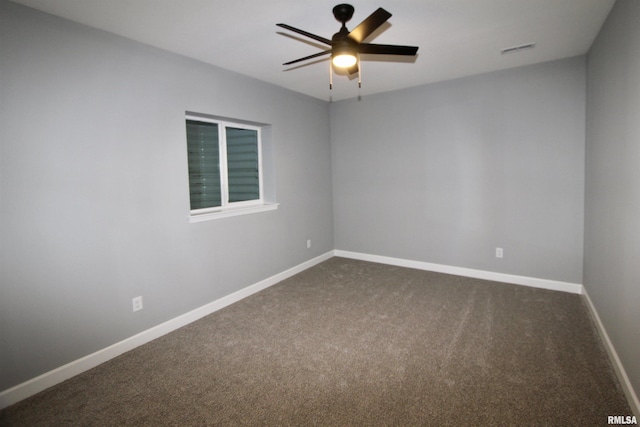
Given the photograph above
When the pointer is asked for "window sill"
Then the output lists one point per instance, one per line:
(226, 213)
__________________________________________________
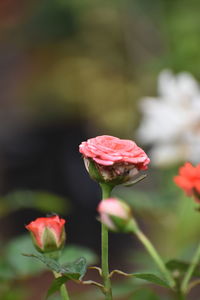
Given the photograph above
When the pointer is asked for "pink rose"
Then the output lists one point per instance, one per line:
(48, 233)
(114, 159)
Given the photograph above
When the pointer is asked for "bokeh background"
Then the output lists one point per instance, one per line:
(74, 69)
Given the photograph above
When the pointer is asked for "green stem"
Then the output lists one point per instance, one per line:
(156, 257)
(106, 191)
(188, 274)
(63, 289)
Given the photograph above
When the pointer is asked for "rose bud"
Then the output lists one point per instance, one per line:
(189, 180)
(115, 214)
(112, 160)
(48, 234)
__________________________________________________
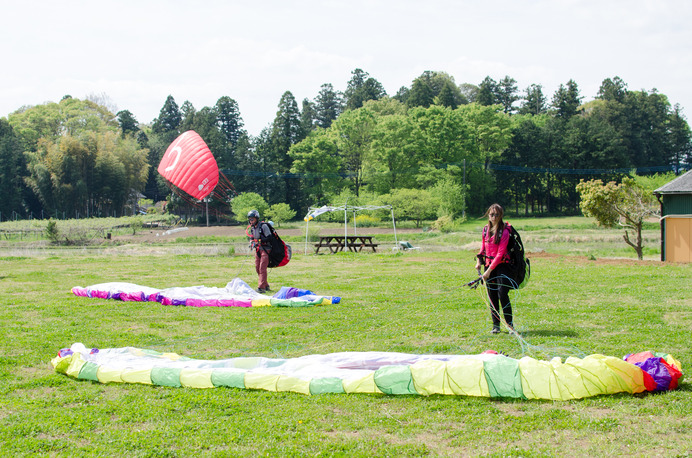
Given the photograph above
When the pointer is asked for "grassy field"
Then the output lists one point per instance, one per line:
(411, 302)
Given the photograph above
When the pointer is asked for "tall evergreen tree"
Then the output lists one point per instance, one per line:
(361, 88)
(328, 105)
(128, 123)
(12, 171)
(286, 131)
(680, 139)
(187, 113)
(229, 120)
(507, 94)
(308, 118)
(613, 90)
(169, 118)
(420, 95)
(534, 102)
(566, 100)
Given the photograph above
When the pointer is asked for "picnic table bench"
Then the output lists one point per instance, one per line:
__________________________________________________
> **Goal of the exercise**
Count the lines in the material above that contain the string "rose", treating uppercase and lowercase letters as different. Give only the number.

> **The response**
2